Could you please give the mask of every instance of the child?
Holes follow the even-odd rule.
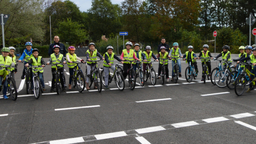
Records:
[[[208,50],[208,48],[209,48],[209,46],[205,44],[203,46],[203,48],[204,50],[200,52],[200,53],[199,54],[198,57],[197,58],[198,59],[202,57],[202,59],[201,59],[201,61],[202,62],[202,67],[203,66],[204,64],[204,61],[206,61],[206,64],[207,66],[208,67],[208,69],[209,70],[209,73],[211,74],[211,72],[212,71],[212,68],[211,66],[211,60],[209,59],[207,59],[206,60],[206,59],[210,58],[211,59],[213,59],[213,58],[212,56],[212,55],[211,54],[211,53],[210,51]],[[203,74],[202,74],[202,79],[201,81],[204,81],[204,78],[203,77]]]
[[[90,74],[91,70],[94,69],[97,64],[96,62],[91,62],[91,60],[97,60],[97,56],[101,59],[105,60],[104,57],[102,56],[98,52],[97,50],[95,49],[95,44],[94,43],[90,43],[89,44],[88,46],[89,47],[89,49],[86,51],[86,59],[87,61],[87,73],[86,74],[88,76],[86,77],[86,89],[87,90],[90,90],[89,84],[88,83],[89,82],[89,76]],[[95,82],[94,82],[94,89],[98,88],[97,87],[95,86]]]
[[[144,53],[142,53],[142,52],[140,50],[140,45],[139,44],[136,43],[134,45],[134,54],[135,56],[140,59],[140,61],[141,61],[141,57],[142,57],[142,59],[144,61],[147,61],[146,59],[146,56]],[[135,64],[132,64],[133,67],[134,71],[136,72],[136,69],[137,67],[138,68],[139,64],[138,63]],[[141,67],[140,68],[141,68]]]
[[[197,68],[197,64],[196,60],[196,54],[192,51],[193,50],[193,46],[189,46],[188,47],[188,51],[187,51],[185,53],[185,54],[183,56],[183,60],[184,60],[185,59],[184,58],[186,58],[186,59],[191,59],[192,60],[189,61],[188,60],[186,60],[186,62],[192,62],[191,65],[194,65],[194,67],[195,67],[195,70],[196,71],[196,77],[197,76],[197,73],[198,72],[198,69]],[[193,73],[193,72],[192,72]]]
[[[168,58],[168,52],[165,51],[165,47],[164,46],[161,46],[160,48],[160,50],[161,52],[158,53],[157,56],[156,56],[156,58],[160,58],[158,67],[160,67],[160,68],[158,69],[158,77],[160,77],[161,78],[160,75],[161,74],[161,71],[162,71],[162,65],[164,62],[164,59]],[[164,66],[165,67],[165,75],[167,78],[167,82],[169,82],[169,70],[168,69],[168,60],[166,59],[164,60]]]
[[[15,66],[15,64],[12,62],[12,58],[11,57],[8,56],[8,54],[10,52],[9,48],[5,47],[2,49],[2,54],[0,55],[0,65],[6,67],[14,67]],[[11,70],[11,68],[9,67],[8,69]],[[0,83],[0,86],[2,87],[2,81],[3,80],[3,77],[4,75],[7,74],[7,71],[5,70],[4,68],[2,68],[0,69],[0,81],[1,82]],[[7,92],[7,81],[4,81],[4,89],[3,90],[3,94],[4,99],[7,99],[8,97],[6,96],[6,93]],[[0,87],[1,88],[1,87]]]
[[[21,75],[21,79],[24,79],[24,76],[25,76],[25,69],[26,68],[25,67],[25,65],[27,64],[27,62],[28,61],[30,60],[30,59],[33,56],[33,55],[32,55],[32,51],[33,50],[33,49],[32,48],[32,43],[30,42],[27,42],[25,44],[26,46],[26,49],[24,50],[24,51],[22,53],[22,54],[20,57],[19,59],[19,62],[21,62],[21,61],[24,58],[25,59],[25,62],[24,63],[24,69],[23,69],[23,71],[22,72],[22,74]],[[32,70],[31,68],[29,69],[30,70],[30,71],[32,71]],[[30,80],[32,80],[33,76],[33,73],[30,73]]]
[[[126,49],[123,50],[121,56],[120,57],[122,60],[124,61],[125,60],[133,60],[135,59],[140,61],[140,59],[137,58],[136,56],[135,56],[133,50],[131,49],[132,46],[132,43],[131,42],[127,42],[125,43],[125,45],[126,46]],[[126,78],[126,76],[127,76],[128,72],[128,68],[131,68],[130,67],[130,62],[126,61],[124,62],[124,64],[123,64],[124,73],[123,74],[123,75],[124,76],[124,78],[125,79]]]
[[[181,53],[180,49],[178,47],[179,46],[179,44],[178,43],[175,42],[173,43],[173,47],[171,49],[171,51],[170,51],[170,53],[169,53],[169,57],[170,58],[171,56],[171,57],[172,57],[178,58],[178,59],[177,60],[177,63],[178,63],[178,66],[179,66],[179,77],[181,77],[181,65],[180,64],[180,56],[179,55],[179,54],[180,55],[180,57],[182,58],[183,57],[183,56],[182,56],[182,54]],[[173,70],[175,63],[175,60],[172,61],[172,66],[173,70],[172,72],[172,80],[171,80],[171,81],[174,80],[173,78],[173,77],[174,76],[174,72]]]
[[[72,78],[73,77],[74,73],[74,68],[76,66],[76,64],[73,64],[73,62],[76,62],[77,60],[80,61],[81,62],[84,63],[83,60],[81,59],[76,56],[76,55],[75,54],[75,50],[76,48],[73,46],[70,46],[68,48],[68,53],[66,55],[66,57],[67,58],[67,64],[68,64],[68,69],[69,70],[69,82],[68,83],[68,89],[71,89],[71,82],[72,81]],[[78,68],[80,67],[78,66]]]
[[[63,63],[63,64],[66,64],[65,60],[64,59],[64,57],[63,55],[61,54],[59,52],[60,51],[60,46],[58,45],[55,45],[53,47],[53,50],[54,53],[51,55],[51,57],[50,57],[49,61],[47,62],[46,64],[49,65],[50,63],[52,64],[56,64],[56,63]],[[60,64],[58,64],[58,66],[62,67],[62,68],[60,68],[58,69],[58,70],[60,73],[60,83],[61,84],[61,86],[62,88],[62,91],[65,92],[65,86],[64,85],[64,79],[63,78],[63,73],[64,72],[64,69],[63,68],[63,65]],[[51,88],[51,92],[54,92],[54,82],[55,82],[55,76],[54,75],[54,71],[56,70],[56,67],[55,65],[52,65],[52,86]]]
[[[104,78],[105,81],[105,88],[108,89],[108,74],[109,71],[109,68],[112,69],[113,72],[116,70],[116,67],[112,65],[114,63],[114,58],[115,58],[119,62],[122,64],[124,62],[119,58],[117,57],[115,53],[113,52],[114,48],[112,46],[109,46],[107,47],[107,52],[104,54],[104,58],[105,60],[103,62],[103,68],[104,70]]]
[[[151,51],[151,47],[149,46],[148,46],[146,47],[146,51],[143,52],[143,53],[146,56],[146,59],[147,61],[151,61],[151,57],[153,57],[153,58],[156,60],[156,61],[158,62],[158,60],[156,57],[155,55]],[[143,62],[143,72],[145,73],[146,71],[146,68],[147,67],[147,65],[148,66],[149,68],[150,68],[151,66],[150,65],[150,63]]]
[[[42,67],[44,67],[45,66],[45,62],[44,61],[44,59],[42,58],[42,56],[38,56],[39,54],[39,50],[37,49],[35,49],[32,51],[32,54],[34,57],[32,57],[30,60],[28,61],[28,63],[25,65],[25,66],[27,67],[28,65],[32,64],[32,66],[42,66]],[[32,70],[34,69],[32,69]],[[40,82],[41,83],[42,86],[43,87],[42,89],[43,91],[46,90],[45,89],[45,86],[44,85],[44,79],[43,78],[43,72],[44,70],[42,68],[36,68],[35,69],[35,72],[37,72],[38,74],[39,79],[40,80]]]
* * *
--- WHAT THE TASK REQUIRES ---
Please render every line of the listing above as a Markdown table with the columns Row and Line, numbering the rows and leaving out blank lines and pictures.

--- FINAL RESULT ---
| Row | Line |
|---|---|
| 1 | Could you please give the mask of every instance of the child? |
| 2 | Holes follow the even-odd rule. |
| 3 | Records: |
| 4 | [[[208,50],[208,48],[209,48],[209,46],[205,44],[203,46],[203,48],[204,50],[200,52],[200,53],[199,54],[198,57],[197,58],[198,59],[202,57],[202,59],[201,59],[201,61],[202,62],[202,67],[203,66],[204,64],[204,61],[206,61],[206,64],[207,66],[208,67],[208,69],[209,70],[209,73],[211,74],[211,72],[212,71],[212,68],[211,66],[211,60],[209,59],[207,59],[206,60],[206,59],[210,58],[211,59],[213,59],[213,58],[212,56],[212,55],[211,54],[211,53],[210,51]],[[203,74],[202,74],[202,79],[201,81],[204,81],[204,78],[203,77]]] |
| 5 | [[[90,74],[91,70],[94,69],[97,64],[96,62],[91,62],[91,60],[97,60],[97,56],[101,59],[105,60],[104,57],[102,56],[98,52],[97,50],[95,49],[95,44],[94,43],[90,43],[89,44],[88,46],[89,47],[89,49],[86,51],[86,59],[87,61],[87,73],[86,74],[88,76],[86,77],[86,89],[87,90],[90,90],[89,84],[88,83],[89,82],[89,76]],[[95,82],[94,82],[94,89],[98,88],[97,87],[95,86]]] |
| 6 | [[[144,53],[142,53],[142,52],[140,50],[140,45],[139,44],[136,43],[134,45],[134,54],[135,56],[140,59],[140,61],[141,61],[141,57],[142,57],[142,59],[144,61],[147,61],[146,59],[146,56]],[[135,64],[132,64],[133,67],[134,71],[136,72],[136,69],[137,67],[138,68],[139,64],[138,63]],[[141,67],[140,68],[141,68]]] |
| 7 | [[[197,68],[197,64],[196,60],[196,54],[192,51],[193,50],[193,46],[189,46],[188,47],[188,51],[187,51],[185,53],[185,54],[183,56],[183,60],[184,60],[185,59],[184,58],[186,58],[186,59],[191,59],[192,60],[189,61],[188,60],[186,60],[186,62],[192,62],[191,65],[194,65],[194,67],[195,67],[195,70],[196,71],[196,77],[197,76],[197,73],[198,72],[198,69]],[[193,73],[193,72],[192,72]]] |
| 8 | [[[168,58],[168,52],[165,51],[165,47],[164,46],[161,46],[160,48],[160,50],[161,52],[158,53],[157,56],[156,56],[156,58],[160,58],[158,67],[160,67],[160,68],[158,69],[158,77],[160,77],[161,78],[160,75],[161,74],[161,71],[162,71],[162,65],[164,62],[164,59]],[[164,66],[165,67],[165,75],[167,78],[167,82],[169,82],[169,70],[168,69],[168,60],[166,59],[164,60]]] |
| 9 | [[[15,66],[15,64],[12,62],[12,58],[11,57],[8,56],[8,54],[10,52],[9,48],[5,47],[2,49],[2,54],[0,55],[0,65],[6,67],[14,67]],[[11,70],[11,68],[9,67],[8,69]],[[0,83],[0,86],[2,87],[2,81],[3,80],[3,77],[4,75],[7,74],[7,71],[5,70],[4,68],[2,68],[0,69],[0,81],[1,82]],[[7,92],[7,81],[4,81],[4,89],[3,90],[3,94],[4,99],[7,99],[8,97],[6,96],[6,93]],[[0,87],[1,88],[1,87]]] |
| 10 | [[[21,75],[21,79],[24,79],[24,76],[25,76],[25,69],[26,68],[25,67],[25,65],[27,64],[27,62],[28,61],[30,60],[30,59],[33,56],[33,55],[32,55],[32,51],[33,50],[33,49],[32,48],[32,43],[30,42],[27,42],[25,44],[26,46],[26,49],[24,50],[24,51],[22,53],[22,54],[20,57],[19,59],[19,62],[21,62],[21,61],[24,58],[25,59],[25,62],[24,63],[24,69],[23,69],[23,71],[22,72],[22,74]],[[32,70],[31,68],[29,69],[30,70],[30,71],[32,71]],[[30,80],[32,80],[33,76],[33,73],[30,73]]] |
| 11 | [[[126,49],[123,50],[121,56],[120,57],[122,60],[124,61],[125,60],[133,60],[135,59],[140,61],[140,59],[137,58],[136,56],[135,56],[133,50],[131,49],[132,46],[132,43],[131,42],[127,42],[125,43],[125,45],[126,46]],[[126,78],[126,76],[127,76],[128,72],[128,68],[131,68],[130,67],[130,62],[126,61],[124,62],[124,64],[123,64],[124,73],[123,74],[123,75],[124,76],[124,78],[125,79]]] |
| 12 | [[[181,53],[180,49],[178,47],[179,46],[179,44],[178,43],[175,42],[173,43],[173,47],[171,49],[171,51],[170,51],[170,53],[169,53],[169,57],[170,58],[171,56],[171,57],[172,57],[178,58],[178,59],[177,60],[177,63],[178,63],[178,66],[179,66],[179,77],[181,77],[181,65],[180,64],[180,56],[179,55],[179,54],[180,55],[180,57],[182,58],[183,57],[183,56],[182,56],[182,54]],[[173,70],[175,63],[175,60],[172,61],[172,66],[173,70],[172,72],[172,80],[171,80],[171,81],[174,80],[173,78],[173,77],[174,76],[174,72]]] |
| 13 | [[[72,78],[73,77],[74,73],[74,68],[76,66],[76,64],[73,64],[73,62],[76,62],[77,60],[80,61],[81,62],[84,63],[83,60],[81,59],[76,56],[76,55],[75,54],[75,50],[76,48],[73,46],[70,46],[68,48],[68,53],[66,55],[66,57],[67,58],[67,64],[68,64],[68,69],[69,70],[69,82],[68,83],[68,89],[71,89],[71,82],[72,81]],[[78,68],[80,67],[78,66]]] |
| 14 | [[[63,63],[63,64],[66,64],[65,60],[64,59],[64,57],[63,55],[61,54],[59,52],[60,51],[60,46],[58,45],[55,45],[53,47],[53,50],[54,53],[51,55],[51,57],[50,57],[49,61],[47,62],[46,64],[49,65],[50,63],[52,64],[56,64],[56,63]],[[60,64],[58,64],[58,66],[62,67],[62,68],[60,68],[58,69],[58,70],[60,73],[60,83],[61,84],[61,86],[62,88],[62,91],[65,92],[65,86],[64,85],[64,79],[63,78],[63,73],[64,72],[64,69],[63,68],[63,65]],[[51,88],[51,92],[54,92],[54,82],[55,82],[55,76],[54,75],[54,71],[56,70],[56,67],[55,65],[52,65],[52,86]]] |
| 15 | [[[104,78],[105,81],[105,88],[108,89],[108,74],[109,71],[109,68],[112,69],[113,72],[116,70],[116,67],[112,65],[114,63],[114,58],[115,58],[119,62],[122,64],[124,62],[119,58],[117,57],[115,53],[113,52],[114,48],[112,46],[109,46],[107,47],[107,52],[104,54],[104,58],[105,60],[103,62],[103,68],[104,70]]] |
| 16 | [[[151,51],[151,47],[149,46],[148,46],[146,47],[146,51],[143,52],[143,53],[146,56],[146,59],[147,61],[151,61],[151,57],[153,57],[153,58],[156,60],[156,61],[158,62],[158,60],[156,57],[155,55]],[[143,62],[143,72],[145,73],[146,71],[146,68],[147,67],[147,65],[148,66],[149,68],[150,68],[151,66],[150,65],[150,63]]] |
| 17 | [[[42,67],[44,67],[45,66],[45,62],[44,61],[44,59],[42,58],[42,56],[38,56],[39,54],[39,50],[37,49],[35,49],[32,51],[32,54],[34,57],[32,57],[30,60],[28,61],[28,63],[25,65],[25,66],[27,67],[28,65],[32,64],[32,66],[42,66]],[[32,70],[34,69],[32,69]],[[40,82],[41,83],[42,86],[43,87],[42,89],[43,91],[46,90],[45,89],[45,86],[44,85],[44,79],[43,78],[43,72],[44,70],[42,68],[36,68],[35,69],[35,72],[37,72],[38,74],[39,79],[40,80]]] |